■ **Aim of the exercise**:
Format the material from the line containing "of the license" through the line containing "x=216, y=124" as a two-column CSV with the header instruction,answer. Give one row per instruction, with its full text in the first field and its coordinates in the second, each field quoted and line breaks replaced by spaces.

* Start Record extracts *

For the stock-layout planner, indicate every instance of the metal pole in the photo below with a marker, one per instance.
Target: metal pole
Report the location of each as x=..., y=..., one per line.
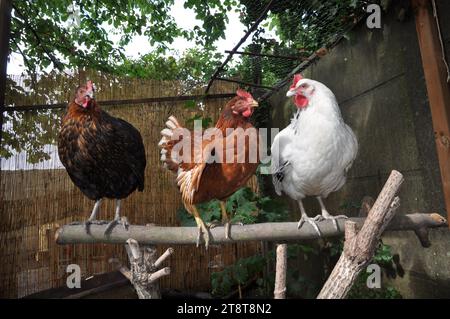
x=5, y=27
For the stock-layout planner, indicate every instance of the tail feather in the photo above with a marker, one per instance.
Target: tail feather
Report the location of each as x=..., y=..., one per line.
x=167, y=143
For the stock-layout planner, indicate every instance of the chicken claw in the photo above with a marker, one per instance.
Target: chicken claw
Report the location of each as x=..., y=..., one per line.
x=121, y=220
x=326, y=215
x=312, y=221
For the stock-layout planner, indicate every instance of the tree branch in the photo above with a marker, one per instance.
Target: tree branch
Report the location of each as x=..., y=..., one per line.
x=75, y=233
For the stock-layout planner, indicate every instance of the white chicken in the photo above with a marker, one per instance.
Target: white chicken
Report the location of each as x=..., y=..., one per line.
x=312, y=155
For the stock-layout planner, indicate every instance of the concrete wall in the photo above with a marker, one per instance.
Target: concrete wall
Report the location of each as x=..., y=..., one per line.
x=378, y=80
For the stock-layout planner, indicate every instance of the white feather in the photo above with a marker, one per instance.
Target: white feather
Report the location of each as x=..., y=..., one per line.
x=167, y=132
x=319, y=146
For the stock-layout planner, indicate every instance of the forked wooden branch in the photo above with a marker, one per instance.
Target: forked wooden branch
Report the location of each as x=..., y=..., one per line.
x=359, y=247
x=75, y=233
x=143, y=273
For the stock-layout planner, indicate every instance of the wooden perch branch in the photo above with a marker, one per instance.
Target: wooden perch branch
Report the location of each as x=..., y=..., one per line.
x=359, y=247
x=75, y=233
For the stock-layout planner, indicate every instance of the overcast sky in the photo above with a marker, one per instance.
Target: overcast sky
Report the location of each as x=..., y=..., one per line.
x=185, y=18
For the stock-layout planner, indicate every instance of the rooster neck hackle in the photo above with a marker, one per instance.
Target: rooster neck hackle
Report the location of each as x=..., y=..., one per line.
x=77, y=112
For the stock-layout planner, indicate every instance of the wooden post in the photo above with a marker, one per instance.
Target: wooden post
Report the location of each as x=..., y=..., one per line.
x=143, y=273
x=5, y=26
x=437, y=88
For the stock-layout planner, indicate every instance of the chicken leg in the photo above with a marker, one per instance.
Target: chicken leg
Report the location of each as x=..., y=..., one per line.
x=117, y=220
x=326, y=215
x=93, y=214
x=200, y=225
x=310, y=220
x=225, y=221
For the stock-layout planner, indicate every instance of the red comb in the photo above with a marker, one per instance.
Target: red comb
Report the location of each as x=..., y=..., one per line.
x=243, y=94
x=297, y=78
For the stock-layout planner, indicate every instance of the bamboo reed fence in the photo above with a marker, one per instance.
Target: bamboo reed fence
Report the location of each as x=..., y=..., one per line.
x=37, y=200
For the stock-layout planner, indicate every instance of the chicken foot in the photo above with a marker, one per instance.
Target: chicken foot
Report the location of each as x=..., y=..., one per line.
x=117, y=219
x=92, y=219
x=310, y=220
x=325, y=215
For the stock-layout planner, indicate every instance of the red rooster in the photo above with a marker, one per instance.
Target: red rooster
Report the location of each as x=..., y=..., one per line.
x=202, y=175
x=103, y=155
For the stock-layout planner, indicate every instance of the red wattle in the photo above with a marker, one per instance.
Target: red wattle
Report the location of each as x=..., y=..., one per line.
x=248, y=112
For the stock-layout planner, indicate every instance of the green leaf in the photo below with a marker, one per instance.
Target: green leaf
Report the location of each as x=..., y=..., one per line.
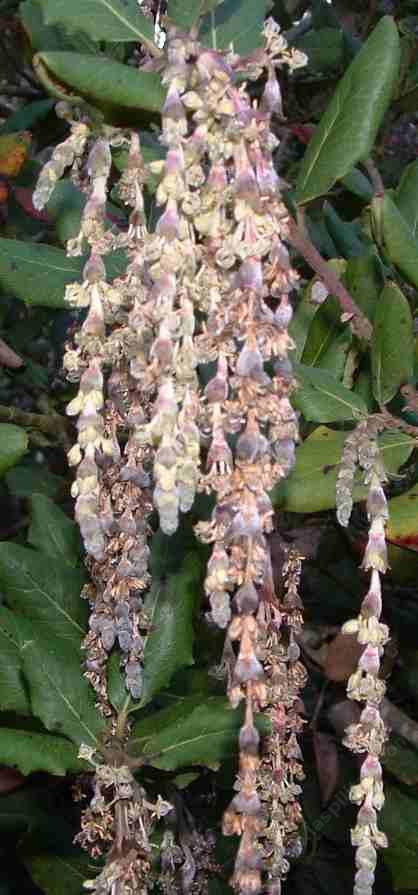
x=345, y=234
x=31, y=752
x=324, y=48
x=398, y=240
x=25, y=118
x=41, y=590
x=311, y=485
x=13, y=444
x=23, y=481
x=348, y=128
x=60, y=695
x=13, y=691
x=110, y=20
x=322, y=399
x=189, y=733
x=38, y=274
x=236, y=22
x=399, y=820
x=364, y=280
x=393, y=347
x=55, y=874
x=186, y=13
x=52, y=532
x=401, y=760
x=402, y=527
x=406, y=197
x=169, y=645
x=49, y=37
x=104, y=83
x=328, y=340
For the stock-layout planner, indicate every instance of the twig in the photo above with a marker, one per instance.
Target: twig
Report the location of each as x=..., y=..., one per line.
x=8, y=357
x=299, y=238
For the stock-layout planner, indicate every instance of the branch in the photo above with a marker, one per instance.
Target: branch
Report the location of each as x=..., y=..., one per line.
x=299, y=238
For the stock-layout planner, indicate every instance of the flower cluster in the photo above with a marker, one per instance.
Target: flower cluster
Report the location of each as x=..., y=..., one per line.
x=185, y=378
x=119, y=815
x=368, y=736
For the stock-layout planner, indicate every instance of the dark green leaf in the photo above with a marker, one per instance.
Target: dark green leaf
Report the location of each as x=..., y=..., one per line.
x=311, y=485
x=169, y=606
x=348, y=128
x=358, y=184
x=191, y=732
x=50, y=37
x=393, y=348
x=30, y=752
x=52, y=532
x=38, y=274
x=43, y=591
x=13, y=444
x=186, y=13
x=25, y=118
x=324, y=48
x=401, y=760
x=236, y=22
x=23, y=481
x=55, y=874
x=400, y=823
x=406, y=197
x=116, y=687
x=364, y=280
x=104, y=83
x=111, y=20
x=399, y=243
x=328, y=340
x=13, y=691
x=60, y=695
x=322, y=399
x=345, y=234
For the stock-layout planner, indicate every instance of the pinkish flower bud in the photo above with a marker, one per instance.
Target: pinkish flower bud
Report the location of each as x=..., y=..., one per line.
x=94, y=270
x=271, y=100
x=217, y=179
x=250, y=362
x=174, y=162
x=370, y=660
x=371, y=767
x=377, y=503
x=168, y=225
x=173, y=107
x=246, y=599
x=250, y=275
x=249, y=739
x=284, y=313
x=100, y=160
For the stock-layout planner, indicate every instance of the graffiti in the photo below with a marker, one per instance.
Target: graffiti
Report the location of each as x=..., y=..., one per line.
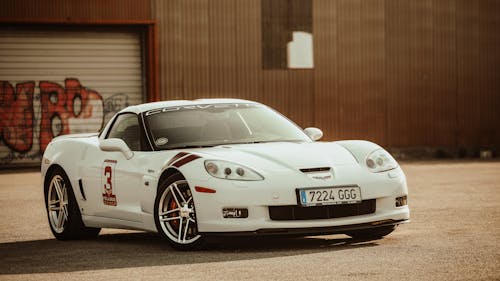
x=114, y=104
x=67, y=110
x=31, y=117
x=16, y=115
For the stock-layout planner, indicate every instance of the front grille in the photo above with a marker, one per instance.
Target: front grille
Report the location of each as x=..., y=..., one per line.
x=294, y=212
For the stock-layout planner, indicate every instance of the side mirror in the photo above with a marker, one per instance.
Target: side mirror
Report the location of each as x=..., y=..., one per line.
x=313, y=133
x=114, y=144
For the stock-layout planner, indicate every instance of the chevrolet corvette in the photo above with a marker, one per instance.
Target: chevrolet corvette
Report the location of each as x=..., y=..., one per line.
x=215, y=167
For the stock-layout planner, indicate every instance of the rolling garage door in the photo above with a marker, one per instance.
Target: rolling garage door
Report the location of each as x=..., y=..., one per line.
x=61, y=82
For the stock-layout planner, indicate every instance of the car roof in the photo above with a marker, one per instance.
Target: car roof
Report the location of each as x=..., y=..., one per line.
x=173, y=103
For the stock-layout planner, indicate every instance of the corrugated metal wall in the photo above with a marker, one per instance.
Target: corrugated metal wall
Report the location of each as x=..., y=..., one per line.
x=62, y=82
x=401, y=73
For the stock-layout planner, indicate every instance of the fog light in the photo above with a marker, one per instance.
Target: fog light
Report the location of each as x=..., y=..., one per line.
x=235, y=213
x=402, y=201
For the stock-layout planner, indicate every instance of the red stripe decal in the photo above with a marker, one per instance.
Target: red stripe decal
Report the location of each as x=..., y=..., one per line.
x=185, y=160
x=176, y=157
x=204, y=189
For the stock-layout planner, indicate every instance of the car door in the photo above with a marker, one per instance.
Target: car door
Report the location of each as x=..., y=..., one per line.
x=121, y=179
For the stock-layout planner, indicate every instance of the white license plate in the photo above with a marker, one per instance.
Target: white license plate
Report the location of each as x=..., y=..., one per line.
x=330, y=195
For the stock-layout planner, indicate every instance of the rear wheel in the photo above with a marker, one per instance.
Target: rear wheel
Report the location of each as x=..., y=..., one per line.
x=65, y=219
x=175, y=214
x=373, y=233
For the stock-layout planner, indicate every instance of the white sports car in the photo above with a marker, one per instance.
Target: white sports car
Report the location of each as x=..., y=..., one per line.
x=193, y=169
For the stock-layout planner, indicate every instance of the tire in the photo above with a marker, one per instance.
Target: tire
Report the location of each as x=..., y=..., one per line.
x=175, y=214
x=63, y=213
x=372, y=233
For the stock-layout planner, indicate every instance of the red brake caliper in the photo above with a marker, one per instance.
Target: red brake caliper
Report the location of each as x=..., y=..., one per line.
x=173, y=205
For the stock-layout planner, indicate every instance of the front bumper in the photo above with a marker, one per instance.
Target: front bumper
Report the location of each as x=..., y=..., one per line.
x=279, y=189
x=310, y=231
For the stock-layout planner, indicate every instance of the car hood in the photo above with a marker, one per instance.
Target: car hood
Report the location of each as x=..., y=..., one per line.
x=283, y=155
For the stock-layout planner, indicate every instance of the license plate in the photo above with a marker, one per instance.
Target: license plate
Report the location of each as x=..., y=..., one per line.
x=330, y=195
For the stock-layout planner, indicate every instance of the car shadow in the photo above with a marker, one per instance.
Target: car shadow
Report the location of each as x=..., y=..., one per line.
x=148, y=249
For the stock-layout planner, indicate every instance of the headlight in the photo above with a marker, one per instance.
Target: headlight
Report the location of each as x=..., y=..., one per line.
x=231, y=171
x=380, y=161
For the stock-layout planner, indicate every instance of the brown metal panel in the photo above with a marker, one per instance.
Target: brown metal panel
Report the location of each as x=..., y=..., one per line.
x=168, y=14
x=478, y=73
x=398, y=53
x=69, y=10
x=248, y=50
x=361, y=83
x=301, y=97
x=326, y=112
x=444, y=77
x=195, y=49
x=222, y=49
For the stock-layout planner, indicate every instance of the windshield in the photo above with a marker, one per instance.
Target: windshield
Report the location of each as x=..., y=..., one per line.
x=216, y=124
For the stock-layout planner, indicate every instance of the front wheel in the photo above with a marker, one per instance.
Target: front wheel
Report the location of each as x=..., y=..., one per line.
x=64, y=216
x=175, y=214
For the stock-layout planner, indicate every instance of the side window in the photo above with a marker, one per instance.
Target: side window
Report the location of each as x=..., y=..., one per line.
x=126, y=127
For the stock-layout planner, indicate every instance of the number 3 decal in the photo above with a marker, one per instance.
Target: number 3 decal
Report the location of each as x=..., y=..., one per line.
x=107, y=179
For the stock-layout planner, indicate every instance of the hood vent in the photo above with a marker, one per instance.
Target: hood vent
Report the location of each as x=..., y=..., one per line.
x=314, y=170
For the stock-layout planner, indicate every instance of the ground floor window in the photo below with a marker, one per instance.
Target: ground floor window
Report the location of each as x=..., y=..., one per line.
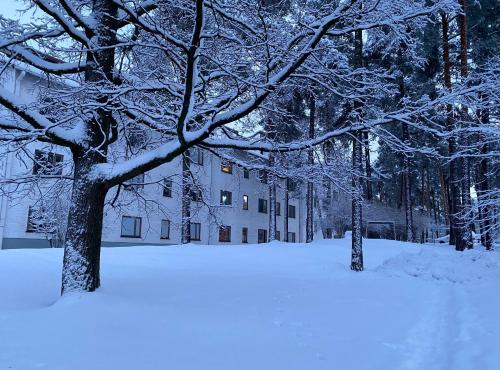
x=195, y=228
x=224, y=233
x=165, y=229
x=244, y=235
x=131, y=227
x=262, y=236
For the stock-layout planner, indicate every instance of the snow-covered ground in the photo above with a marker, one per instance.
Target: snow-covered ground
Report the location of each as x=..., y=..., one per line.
x=255, y=307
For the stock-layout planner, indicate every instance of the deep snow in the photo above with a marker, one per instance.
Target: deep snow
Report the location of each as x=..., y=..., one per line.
x=255, y=307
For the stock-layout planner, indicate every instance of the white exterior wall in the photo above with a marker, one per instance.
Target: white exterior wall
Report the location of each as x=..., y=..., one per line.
x=14, y=211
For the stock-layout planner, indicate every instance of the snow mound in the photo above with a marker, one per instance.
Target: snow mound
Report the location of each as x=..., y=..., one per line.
x=455, y=267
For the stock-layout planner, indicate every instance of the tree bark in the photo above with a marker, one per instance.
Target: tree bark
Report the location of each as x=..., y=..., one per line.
x=310, y=185
x=454, y=204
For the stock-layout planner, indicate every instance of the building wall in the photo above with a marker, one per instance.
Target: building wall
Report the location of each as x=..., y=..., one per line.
x=148, y=202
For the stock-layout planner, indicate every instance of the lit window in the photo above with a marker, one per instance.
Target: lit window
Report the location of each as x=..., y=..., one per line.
x=131, y=227
x=226, y=198
x=167, y=188
x=224, y=233
x=135, y=183
x=262, y=205
x=47, y=163
x=244, y=235
x=196, y=156
x=226, y=167
x=262, y=236
x=195, y=229
x=263, y=176
x=165, y=229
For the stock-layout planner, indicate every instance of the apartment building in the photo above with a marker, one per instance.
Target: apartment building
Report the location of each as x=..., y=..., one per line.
x=230, y=203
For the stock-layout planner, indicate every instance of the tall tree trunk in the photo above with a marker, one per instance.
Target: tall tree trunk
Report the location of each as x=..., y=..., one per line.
x=483, y=170
x=466, y=241
x=368, y=166
x=186, y=199
x=454, y=204
x=357, y=171
x=407, y=189
x=310, y=185
x=82, y=247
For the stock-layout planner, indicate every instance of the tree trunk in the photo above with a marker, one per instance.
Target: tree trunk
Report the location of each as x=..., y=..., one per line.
x=186, y=200
x=466, y=241
x=368, y=166
x=310, y=185
x=454, y=204
x=83, y=235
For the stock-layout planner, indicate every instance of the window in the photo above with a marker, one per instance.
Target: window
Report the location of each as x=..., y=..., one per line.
x=135, y=183
x=37, y=221
x=226, y=198
x=165, y=229
x=131, y=227
x=195, y=229
x=167, y=188
x=263, y=176
x=196, y=156
x=224, y=233
x=262, y=205
x=244, y=235
x=47, y=163
x=262, y=236
x=226, y=167
x=291, y=185
x=196, y=195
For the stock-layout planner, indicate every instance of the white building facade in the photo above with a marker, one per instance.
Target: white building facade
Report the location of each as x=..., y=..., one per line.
x=232, y=206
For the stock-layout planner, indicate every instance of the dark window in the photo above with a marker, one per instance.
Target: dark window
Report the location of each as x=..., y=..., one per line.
x=135, y=183
x=37, y=221
x=165, y=229
x=244, y=235
x=224, y=233
x=167, y=188
x=131, y=227
x=262, y=236
x=195, y=228
x=263, y=176
x=262, y=205
x=196, y=156
x=226, y=167
x=291, y=185
x=195, y=195
x=226, y=198
x=47, y=163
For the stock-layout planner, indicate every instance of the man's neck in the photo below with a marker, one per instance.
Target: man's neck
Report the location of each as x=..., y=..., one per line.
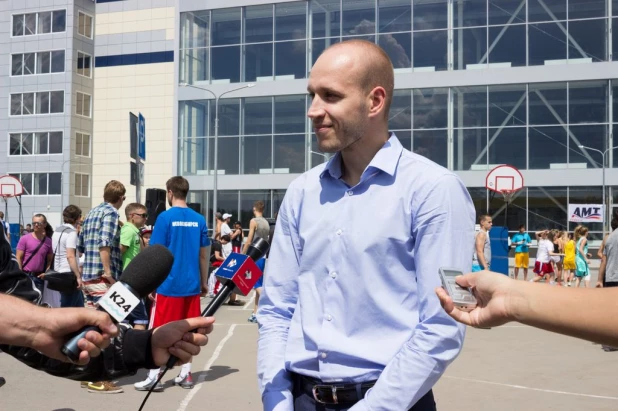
x=356, y=157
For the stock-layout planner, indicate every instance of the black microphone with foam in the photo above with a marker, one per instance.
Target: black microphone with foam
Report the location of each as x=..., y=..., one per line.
x=143, y=275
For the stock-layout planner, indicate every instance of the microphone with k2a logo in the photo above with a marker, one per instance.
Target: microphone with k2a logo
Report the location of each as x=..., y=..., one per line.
x=142, y=276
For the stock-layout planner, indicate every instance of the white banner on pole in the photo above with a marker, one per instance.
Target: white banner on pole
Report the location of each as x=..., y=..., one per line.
x=586, y=213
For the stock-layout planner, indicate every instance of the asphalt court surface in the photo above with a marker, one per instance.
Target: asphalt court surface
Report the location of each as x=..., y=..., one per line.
x=512, y=367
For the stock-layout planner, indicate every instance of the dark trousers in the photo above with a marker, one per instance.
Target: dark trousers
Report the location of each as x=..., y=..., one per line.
x=305, y=402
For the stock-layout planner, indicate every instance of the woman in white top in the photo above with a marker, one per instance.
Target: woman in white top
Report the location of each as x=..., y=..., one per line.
x=64, y=243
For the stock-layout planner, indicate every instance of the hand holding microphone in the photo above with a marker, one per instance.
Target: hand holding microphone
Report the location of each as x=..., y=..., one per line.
x=142, y=276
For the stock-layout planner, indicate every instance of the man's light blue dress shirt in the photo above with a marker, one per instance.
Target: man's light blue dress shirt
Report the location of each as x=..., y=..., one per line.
x=349, y=285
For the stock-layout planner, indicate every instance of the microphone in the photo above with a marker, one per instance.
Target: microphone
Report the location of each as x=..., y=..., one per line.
x=142, y=276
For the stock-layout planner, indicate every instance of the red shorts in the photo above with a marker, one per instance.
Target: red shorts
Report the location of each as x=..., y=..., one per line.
x=168, y=309
x=543, y=268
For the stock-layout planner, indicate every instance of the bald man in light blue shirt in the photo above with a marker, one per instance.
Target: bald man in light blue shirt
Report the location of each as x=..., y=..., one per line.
x=349, y=318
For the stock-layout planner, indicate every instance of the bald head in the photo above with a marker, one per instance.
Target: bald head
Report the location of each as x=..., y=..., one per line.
x=372, y=68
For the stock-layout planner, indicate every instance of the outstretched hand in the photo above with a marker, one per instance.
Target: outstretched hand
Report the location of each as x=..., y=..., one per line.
x=492, y=292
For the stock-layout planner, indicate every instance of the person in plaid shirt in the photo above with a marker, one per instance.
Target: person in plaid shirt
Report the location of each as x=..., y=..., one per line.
x=99, y=241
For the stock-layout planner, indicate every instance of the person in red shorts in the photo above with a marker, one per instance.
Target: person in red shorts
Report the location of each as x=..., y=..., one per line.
x=185, y=234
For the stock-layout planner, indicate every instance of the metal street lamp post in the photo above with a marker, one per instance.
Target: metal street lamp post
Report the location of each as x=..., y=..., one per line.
x=603, y=159
x=216, y=148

* End Record extracts *

■ **Completed task**:
instruction,answer
"For the stock-layout planner, indicate every instance of the license plate in the photo above with a marker, one per instance. Target: license plate Report the location of each as x=..., y=..., one per line.","x=330, y=195"
"For the stock-layout planner, indicate every instance of the car shadow in the photo above with a marker, one per instance. Target: car shadow Report the location of each as x=..., y=..., one per line.","x=148, y=249"
"For the stock-layout planner, indicate every instance of the headlight in the photo above with a marker, one per instance. Target: headlight Report the location of each as x=..., y=..., one per line.","x=231, y=171 x=380, y=161"
"For the stock-layout planner, indicate every instance of the brown metal panel in the photo above with a marker, one per instance. Target: brown metal panel Report the location of each as x=..., y=..., one per line.","x=168, y=14 x=478, y=73 x=398, y=53 x=69, y=10 x=248, y=50 x=361, y=83 x=301, y=97 x=326, y=112 x=444, y=77 x=195, y=49 x=222, y=49"
"For the stock-layout planner, indicate every instance of the windshield in the photo above with a marker, one per instance. Target: windshield Report the location of each as x=..., y=..., one per line.","x=216, y=124"